Stop at the line that contains "top-left (134, 37), bottom-right (309, 215)". Until then, set down each line of the records exactly, beginning with the first, and skip pictures.
Data section Start Marker
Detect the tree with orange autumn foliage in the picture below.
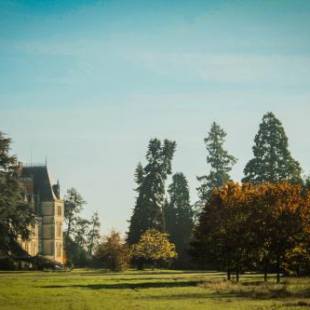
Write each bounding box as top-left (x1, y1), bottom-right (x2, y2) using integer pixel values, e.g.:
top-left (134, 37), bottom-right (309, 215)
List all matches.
top-left (252, 183), bottom-right (304, 283)
top-left (285, 189), bottom-right (310, 276)
top-left (191, 182), bottom-right (255, 281)
top-left (191, 182), bottom-right (310, 283)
Data section End Marker
— Answer box —
Detect the tree with orange autumn foliage in the picture below.
Write each bounding box as top-left (x1, y1), bottom-right (x2, y2) using integer pixel values, e.g.:
top-left (134, 37), bottom-right (309, 215)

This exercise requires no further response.